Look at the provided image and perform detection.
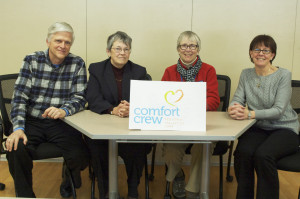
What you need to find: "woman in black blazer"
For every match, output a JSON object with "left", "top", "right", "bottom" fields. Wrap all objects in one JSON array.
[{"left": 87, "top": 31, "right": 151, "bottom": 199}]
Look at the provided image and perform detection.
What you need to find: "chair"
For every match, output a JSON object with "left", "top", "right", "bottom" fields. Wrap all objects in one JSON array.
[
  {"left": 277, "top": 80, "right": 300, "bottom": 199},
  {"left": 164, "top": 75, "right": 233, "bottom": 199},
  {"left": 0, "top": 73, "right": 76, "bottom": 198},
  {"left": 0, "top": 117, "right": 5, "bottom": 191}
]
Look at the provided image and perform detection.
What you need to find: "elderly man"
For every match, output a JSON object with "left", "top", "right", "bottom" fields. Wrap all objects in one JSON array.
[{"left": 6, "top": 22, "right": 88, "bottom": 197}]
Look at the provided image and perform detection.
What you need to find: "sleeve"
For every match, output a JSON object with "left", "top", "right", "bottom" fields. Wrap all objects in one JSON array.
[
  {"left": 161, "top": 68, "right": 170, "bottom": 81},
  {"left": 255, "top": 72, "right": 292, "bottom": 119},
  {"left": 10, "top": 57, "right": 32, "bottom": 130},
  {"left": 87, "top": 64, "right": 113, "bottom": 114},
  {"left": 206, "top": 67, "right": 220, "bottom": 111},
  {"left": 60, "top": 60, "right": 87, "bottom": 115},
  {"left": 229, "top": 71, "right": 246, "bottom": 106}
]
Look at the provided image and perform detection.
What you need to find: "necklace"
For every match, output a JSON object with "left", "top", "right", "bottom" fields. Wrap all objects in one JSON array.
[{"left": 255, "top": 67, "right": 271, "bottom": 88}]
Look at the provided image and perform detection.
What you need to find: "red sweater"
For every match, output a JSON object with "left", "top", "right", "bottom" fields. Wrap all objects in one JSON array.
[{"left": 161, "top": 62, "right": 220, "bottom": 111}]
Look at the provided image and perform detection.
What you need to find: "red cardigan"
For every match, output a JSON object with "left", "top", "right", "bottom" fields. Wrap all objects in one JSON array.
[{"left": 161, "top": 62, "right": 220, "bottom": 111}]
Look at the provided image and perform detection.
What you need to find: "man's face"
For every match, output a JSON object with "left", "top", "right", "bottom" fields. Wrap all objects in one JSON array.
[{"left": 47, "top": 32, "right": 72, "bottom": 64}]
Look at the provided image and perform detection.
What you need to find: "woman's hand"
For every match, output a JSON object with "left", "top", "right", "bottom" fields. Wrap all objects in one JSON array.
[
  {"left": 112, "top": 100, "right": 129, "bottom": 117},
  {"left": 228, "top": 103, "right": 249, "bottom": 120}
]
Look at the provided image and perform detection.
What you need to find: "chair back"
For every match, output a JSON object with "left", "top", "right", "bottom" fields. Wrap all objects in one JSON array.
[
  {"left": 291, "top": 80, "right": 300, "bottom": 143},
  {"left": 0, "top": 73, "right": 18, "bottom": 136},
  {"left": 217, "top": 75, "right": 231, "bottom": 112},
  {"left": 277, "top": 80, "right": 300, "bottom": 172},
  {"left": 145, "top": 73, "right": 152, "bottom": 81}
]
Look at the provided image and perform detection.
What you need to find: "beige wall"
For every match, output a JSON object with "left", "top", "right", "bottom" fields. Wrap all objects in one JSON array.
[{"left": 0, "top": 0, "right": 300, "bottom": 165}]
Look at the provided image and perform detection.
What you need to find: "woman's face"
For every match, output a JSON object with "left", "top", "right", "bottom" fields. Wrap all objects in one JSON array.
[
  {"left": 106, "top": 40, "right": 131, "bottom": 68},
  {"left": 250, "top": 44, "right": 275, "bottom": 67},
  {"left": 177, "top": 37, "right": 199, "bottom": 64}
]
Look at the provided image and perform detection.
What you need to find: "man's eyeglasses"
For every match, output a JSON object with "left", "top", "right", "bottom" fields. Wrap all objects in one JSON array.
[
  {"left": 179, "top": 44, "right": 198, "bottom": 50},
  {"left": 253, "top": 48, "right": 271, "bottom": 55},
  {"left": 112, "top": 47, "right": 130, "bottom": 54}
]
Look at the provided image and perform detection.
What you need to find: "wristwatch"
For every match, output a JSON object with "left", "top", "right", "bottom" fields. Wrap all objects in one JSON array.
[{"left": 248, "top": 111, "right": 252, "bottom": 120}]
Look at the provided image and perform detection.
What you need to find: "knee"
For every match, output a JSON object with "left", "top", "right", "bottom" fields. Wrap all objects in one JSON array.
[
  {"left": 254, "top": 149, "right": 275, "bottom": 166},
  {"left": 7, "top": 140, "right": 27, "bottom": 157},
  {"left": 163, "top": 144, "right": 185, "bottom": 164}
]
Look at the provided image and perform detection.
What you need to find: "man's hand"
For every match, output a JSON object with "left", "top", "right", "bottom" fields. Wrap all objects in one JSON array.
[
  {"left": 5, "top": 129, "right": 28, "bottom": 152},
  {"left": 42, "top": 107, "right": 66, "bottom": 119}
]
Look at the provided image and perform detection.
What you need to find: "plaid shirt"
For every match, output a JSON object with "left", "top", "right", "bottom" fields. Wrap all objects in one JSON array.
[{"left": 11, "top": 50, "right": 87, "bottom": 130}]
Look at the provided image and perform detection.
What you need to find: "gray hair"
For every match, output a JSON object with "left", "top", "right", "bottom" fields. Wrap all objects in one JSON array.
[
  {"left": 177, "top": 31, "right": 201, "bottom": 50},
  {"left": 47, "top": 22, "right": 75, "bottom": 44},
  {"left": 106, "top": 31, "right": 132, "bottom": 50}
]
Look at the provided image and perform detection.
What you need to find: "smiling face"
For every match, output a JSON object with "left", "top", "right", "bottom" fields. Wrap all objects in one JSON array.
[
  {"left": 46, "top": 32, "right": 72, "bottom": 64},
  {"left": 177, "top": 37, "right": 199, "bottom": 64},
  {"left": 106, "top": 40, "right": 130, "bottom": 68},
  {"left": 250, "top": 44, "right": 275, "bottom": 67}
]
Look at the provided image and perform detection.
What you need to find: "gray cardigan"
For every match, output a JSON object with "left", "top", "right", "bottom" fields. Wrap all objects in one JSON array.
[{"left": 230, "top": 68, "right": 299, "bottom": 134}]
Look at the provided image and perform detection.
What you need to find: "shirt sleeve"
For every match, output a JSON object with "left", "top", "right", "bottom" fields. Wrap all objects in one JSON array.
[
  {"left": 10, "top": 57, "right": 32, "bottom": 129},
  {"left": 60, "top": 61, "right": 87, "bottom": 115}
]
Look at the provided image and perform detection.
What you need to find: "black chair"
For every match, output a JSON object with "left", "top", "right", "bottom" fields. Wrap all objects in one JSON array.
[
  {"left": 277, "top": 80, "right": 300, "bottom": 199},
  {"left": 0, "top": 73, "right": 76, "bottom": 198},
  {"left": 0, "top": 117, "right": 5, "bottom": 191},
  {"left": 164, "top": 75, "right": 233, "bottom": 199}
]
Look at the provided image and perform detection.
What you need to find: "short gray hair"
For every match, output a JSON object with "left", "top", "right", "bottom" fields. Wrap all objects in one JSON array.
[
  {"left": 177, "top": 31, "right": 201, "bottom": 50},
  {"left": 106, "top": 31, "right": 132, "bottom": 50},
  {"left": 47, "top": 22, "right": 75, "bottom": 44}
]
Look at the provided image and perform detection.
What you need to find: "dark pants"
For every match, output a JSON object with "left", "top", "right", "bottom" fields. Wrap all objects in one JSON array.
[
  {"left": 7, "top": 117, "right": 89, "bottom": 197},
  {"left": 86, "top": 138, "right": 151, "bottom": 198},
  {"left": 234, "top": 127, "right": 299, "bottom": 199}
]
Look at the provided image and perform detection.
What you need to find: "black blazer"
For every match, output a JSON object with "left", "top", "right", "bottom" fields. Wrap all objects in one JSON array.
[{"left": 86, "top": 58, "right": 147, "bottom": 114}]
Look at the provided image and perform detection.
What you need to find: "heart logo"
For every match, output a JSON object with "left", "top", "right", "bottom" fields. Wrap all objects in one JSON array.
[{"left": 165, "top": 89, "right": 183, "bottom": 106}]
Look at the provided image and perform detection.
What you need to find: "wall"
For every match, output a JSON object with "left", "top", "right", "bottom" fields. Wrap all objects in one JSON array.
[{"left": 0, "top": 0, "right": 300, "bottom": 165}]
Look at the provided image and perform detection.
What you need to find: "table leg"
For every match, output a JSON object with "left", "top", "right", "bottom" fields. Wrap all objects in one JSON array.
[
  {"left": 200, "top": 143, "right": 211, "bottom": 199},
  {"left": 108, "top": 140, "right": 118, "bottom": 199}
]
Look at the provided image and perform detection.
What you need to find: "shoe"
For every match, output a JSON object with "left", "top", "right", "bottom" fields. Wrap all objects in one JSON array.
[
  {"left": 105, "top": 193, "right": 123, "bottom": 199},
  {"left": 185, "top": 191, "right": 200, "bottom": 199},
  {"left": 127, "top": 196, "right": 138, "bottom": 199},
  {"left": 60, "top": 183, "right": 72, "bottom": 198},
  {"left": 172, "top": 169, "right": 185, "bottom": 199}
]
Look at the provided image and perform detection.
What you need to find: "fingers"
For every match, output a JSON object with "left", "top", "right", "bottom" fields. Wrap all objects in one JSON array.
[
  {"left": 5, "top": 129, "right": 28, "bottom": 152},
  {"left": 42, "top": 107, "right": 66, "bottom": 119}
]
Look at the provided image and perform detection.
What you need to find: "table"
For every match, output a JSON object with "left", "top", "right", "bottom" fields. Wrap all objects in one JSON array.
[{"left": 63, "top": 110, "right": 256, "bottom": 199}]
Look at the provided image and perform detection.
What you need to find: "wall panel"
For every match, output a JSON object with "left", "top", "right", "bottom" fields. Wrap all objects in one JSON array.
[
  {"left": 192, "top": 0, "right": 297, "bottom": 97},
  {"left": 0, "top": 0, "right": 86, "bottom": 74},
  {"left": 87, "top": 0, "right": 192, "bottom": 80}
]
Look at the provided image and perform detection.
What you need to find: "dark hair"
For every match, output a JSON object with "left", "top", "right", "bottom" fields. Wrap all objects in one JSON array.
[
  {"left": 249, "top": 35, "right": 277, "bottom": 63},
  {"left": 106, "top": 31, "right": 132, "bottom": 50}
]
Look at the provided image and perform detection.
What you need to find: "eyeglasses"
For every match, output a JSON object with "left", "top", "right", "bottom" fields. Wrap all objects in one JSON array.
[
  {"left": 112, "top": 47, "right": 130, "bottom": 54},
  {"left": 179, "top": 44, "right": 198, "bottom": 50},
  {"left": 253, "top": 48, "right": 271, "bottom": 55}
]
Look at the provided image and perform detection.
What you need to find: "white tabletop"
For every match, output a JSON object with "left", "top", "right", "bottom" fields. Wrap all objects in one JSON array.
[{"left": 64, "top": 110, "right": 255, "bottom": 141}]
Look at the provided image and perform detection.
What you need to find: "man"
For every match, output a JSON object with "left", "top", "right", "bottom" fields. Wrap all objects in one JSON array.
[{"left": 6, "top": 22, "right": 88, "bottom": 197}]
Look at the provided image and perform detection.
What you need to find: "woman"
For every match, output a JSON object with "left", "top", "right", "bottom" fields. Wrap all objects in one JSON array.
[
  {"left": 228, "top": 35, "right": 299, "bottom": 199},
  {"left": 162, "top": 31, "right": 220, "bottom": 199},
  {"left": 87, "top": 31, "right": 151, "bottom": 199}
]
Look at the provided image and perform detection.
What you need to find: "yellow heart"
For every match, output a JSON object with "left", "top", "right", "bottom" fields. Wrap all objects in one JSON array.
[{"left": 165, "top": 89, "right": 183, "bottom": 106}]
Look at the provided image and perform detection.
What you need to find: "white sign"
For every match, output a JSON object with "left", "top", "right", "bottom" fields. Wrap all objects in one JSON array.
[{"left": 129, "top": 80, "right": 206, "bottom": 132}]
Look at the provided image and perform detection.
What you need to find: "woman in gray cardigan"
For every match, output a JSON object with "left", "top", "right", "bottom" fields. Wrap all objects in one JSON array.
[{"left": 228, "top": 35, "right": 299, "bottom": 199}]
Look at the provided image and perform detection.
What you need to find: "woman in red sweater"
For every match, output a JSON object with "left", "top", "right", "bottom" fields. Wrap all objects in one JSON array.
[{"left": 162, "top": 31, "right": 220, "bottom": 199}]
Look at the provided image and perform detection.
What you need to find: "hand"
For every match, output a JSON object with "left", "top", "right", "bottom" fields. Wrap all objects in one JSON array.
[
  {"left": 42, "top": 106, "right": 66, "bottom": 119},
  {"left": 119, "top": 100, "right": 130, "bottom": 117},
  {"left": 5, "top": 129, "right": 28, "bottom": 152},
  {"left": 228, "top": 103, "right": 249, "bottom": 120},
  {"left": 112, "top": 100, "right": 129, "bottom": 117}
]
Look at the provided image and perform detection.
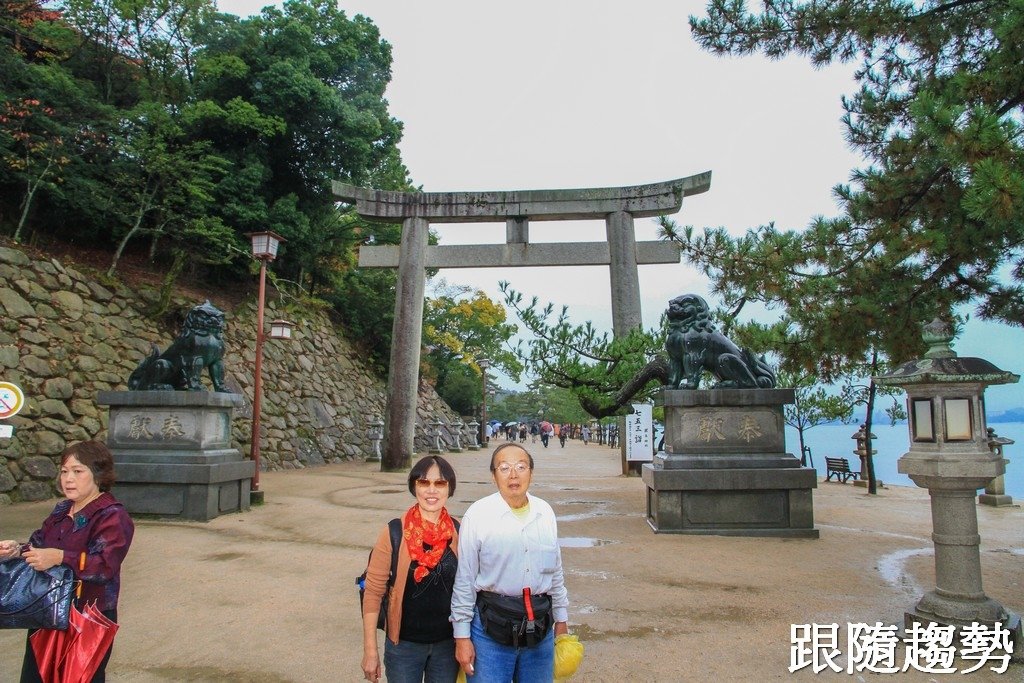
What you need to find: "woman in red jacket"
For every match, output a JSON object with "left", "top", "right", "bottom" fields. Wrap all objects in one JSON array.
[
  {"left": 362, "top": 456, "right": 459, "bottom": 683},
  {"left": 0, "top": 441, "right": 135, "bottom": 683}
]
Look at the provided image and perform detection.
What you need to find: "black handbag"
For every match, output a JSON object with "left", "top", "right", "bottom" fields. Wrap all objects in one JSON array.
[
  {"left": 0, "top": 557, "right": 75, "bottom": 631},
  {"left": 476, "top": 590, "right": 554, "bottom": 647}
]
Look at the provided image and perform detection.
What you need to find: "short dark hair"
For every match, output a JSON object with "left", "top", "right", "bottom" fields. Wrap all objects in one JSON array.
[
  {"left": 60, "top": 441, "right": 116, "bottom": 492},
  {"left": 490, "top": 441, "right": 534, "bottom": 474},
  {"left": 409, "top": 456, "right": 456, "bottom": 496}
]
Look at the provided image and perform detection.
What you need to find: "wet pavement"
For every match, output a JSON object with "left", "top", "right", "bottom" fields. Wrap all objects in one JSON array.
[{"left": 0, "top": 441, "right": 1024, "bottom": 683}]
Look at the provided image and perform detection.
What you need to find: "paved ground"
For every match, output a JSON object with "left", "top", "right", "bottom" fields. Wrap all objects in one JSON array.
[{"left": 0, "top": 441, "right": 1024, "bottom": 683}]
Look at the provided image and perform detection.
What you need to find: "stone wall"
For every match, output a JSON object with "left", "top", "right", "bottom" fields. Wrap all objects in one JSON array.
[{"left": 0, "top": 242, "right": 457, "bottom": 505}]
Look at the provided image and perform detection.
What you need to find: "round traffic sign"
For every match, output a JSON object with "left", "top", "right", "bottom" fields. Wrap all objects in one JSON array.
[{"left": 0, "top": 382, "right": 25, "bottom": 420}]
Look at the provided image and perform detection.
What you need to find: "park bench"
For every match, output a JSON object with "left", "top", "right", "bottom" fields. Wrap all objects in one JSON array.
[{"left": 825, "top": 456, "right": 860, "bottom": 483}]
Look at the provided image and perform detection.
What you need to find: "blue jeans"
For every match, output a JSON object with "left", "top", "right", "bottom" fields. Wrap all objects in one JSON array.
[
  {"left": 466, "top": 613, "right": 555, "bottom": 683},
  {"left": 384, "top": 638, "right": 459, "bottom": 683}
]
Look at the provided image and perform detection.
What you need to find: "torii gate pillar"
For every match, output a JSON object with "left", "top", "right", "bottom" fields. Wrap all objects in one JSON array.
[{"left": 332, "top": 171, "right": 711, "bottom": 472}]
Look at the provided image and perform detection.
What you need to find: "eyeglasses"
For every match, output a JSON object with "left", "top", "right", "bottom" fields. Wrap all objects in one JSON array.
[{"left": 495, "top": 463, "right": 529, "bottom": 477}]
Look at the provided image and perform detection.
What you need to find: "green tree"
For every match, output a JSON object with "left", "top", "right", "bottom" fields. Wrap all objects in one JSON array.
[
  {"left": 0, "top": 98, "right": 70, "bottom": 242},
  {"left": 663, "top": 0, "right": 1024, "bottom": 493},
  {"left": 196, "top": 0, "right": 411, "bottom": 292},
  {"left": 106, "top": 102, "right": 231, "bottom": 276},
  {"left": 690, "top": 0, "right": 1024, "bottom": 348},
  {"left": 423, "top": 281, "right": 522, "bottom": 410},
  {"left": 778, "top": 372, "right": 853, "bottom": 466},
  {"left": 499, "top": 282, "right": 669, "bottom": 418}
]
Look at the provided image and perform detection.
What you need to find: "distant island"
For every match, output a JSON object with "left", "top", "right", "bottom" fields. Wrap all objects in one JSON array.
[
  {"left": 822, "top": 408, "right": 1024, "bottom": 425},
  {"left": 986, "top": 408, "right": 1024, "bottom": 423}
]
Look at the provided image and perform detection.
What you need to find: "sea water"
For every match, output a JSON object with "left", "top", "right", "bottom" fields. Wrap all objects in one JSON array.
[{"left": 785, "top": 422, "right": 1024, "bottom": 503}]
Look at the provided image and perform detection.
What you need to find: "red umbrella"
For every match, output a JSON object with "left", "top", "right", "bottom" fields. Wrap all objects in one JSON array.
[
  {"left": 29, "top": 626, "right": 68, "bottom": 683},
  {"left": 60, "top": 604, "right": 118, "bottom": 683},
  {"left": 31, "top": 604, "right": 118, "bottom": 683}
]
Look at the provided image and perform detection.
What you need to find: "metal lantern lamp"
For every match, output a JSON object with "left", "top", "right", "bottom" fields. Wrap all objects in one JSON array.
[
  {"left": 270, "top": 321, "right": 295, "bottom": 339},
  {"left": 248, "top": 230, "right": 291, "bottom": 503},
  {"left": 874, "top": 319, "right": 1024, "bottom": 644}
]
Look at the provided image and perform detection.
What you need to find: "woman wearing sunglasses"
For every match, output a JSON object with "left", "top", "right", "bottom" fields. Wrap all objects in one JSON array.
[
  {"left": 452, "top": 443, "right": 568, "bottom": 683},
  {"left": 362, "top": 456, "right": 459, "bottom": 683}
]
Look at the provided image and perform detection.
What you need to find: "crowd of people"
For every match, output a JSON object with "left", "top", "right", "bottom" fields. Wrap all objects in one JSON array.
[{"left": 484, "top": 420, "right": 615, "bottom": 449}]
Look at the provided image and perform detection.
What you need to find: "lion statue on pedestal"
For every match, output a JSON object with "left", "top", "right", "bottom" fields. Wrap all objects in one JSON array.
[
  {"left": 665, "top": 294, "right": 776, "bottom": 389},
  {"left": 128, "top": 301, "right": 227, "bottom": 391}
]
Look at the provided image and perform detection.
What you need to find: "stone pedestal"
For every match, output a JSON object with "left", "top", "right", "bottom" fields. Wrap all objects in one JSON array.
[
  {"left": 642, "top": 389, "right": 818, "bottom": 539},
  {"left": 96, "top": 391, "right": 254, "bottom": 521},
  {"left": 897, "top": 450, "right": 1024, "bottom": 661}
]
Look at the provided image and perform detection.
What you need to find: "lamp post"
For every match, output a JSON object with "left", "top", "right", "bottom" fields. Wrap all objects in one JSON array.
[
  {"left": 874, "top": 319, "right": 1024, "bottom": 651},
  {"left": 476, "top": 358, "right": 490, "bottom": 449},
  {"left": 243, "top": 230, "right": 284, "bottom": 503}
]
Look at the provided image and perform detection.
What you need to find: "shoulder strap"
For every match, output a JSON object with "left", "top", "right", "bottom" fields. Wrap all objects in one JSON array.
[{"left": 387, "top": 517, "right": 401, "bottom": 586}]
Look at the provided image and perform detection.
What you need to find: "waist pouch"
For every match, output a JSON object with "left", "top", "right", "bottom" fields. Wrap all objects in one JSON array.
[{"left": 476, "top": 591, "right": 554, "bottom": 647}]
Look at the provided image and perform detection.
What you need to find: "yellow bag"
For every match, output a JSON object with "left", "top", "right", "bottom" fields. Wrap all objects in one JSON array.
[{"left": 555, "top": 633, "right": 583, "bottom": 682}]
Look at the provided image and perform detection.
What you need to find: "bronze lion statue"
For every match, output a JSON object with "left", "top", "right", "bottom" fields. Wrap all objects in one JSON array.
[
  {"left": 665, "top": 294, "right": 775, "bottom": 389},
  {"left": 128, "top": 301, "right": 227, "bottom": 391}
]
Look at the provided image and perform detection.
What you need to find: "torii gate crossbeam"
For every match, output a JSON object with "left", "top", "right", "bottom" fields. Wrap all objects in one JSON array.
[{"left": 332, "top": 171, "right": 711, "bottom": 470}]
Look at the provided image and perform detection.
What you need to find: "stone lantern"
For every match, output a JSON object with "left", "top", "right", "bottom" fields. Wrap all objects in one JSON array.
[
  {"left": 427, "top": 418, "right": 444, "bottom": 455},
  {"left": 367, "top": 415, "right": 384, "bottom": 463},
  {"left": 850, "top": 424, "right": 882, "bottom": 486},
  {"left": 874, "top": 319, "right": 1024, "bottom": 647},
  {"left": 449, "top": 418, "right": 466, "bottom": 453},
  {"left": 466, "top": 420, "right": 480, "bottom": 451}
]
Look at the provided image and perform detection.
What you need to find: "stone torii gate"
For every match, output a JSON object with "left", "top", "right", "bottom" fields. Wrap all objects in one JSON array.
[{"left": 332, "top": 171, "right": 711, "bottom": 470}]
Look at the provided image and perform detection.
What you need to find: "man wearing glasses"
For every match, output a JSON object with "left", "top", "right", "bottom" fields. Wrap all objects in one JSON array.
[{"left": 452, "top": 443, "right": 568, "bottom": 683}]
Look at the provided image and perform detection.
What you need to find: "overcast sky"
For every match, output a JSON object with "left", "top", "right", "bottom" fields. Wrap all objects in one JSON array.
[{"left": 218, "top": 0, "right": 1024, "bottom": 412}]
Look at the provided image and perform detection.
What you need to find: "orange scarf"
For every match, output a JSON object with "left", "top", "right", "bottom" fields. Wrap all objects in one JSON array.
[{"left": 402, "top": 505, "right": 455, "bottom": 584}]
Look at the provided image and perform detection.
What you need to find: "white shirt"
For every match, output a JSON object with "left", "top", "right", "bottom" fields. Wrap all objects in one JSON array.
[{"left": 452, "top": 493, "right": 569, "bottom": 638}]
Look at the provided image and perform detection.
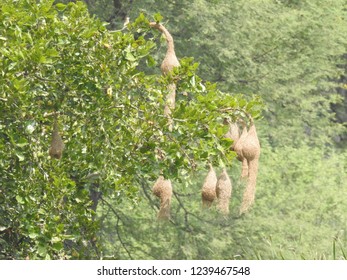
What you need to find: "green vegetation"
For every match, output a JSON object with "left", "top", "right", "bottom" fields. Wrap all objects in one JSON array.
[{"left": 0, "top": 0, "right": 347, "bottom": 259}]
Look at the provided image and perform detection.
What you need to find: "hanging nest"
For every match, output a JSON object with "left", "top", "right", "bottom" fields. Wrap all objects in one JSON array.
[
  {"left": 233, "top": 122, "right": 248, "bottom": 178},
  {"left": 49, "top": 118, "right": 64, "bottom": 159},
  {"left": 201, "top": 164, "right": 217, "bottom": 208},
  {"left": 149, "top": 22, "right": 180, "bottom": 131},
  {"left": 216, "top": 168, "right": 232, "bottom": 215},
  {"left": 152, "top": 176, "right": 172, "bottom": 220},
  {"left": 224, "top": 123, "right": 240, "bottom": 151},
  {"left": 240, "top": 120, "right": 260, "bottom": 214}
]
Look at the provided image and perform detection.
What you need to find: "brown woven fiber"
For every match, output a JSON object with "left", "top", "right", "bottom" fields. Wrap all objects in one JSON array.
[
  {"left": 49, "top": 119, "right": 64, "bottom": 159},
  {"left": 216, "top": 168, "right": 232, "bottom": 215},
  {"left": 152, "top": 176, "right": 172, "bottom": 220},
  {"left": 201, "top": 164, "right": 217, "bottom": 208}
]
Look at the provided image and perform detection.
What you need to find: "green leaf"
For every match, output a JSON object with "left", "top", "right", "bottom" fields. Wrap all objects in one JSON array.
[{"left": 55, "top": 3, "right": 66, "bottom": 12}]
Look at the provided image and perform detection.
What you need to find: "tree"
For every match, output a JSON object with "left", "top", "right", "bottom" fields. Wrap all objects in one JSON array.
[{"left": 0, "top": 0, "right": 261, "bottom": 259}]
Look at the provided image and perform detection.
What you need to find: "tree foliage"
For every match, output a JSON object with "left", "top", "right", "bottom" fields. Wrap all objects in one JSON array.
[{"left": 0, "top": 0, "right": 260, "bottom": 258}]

════════════════════

EXERCISE OBJECTIVE: From the entries above, select each line containing the word "torii" and copy it out unchanged, treating uppercase and lowercase as distinct.

TASK RESULT:
What you need to find: "torii gate pillar"
What you need to find: "torii gate crossbeam"
What you need to find: "stone torii gate"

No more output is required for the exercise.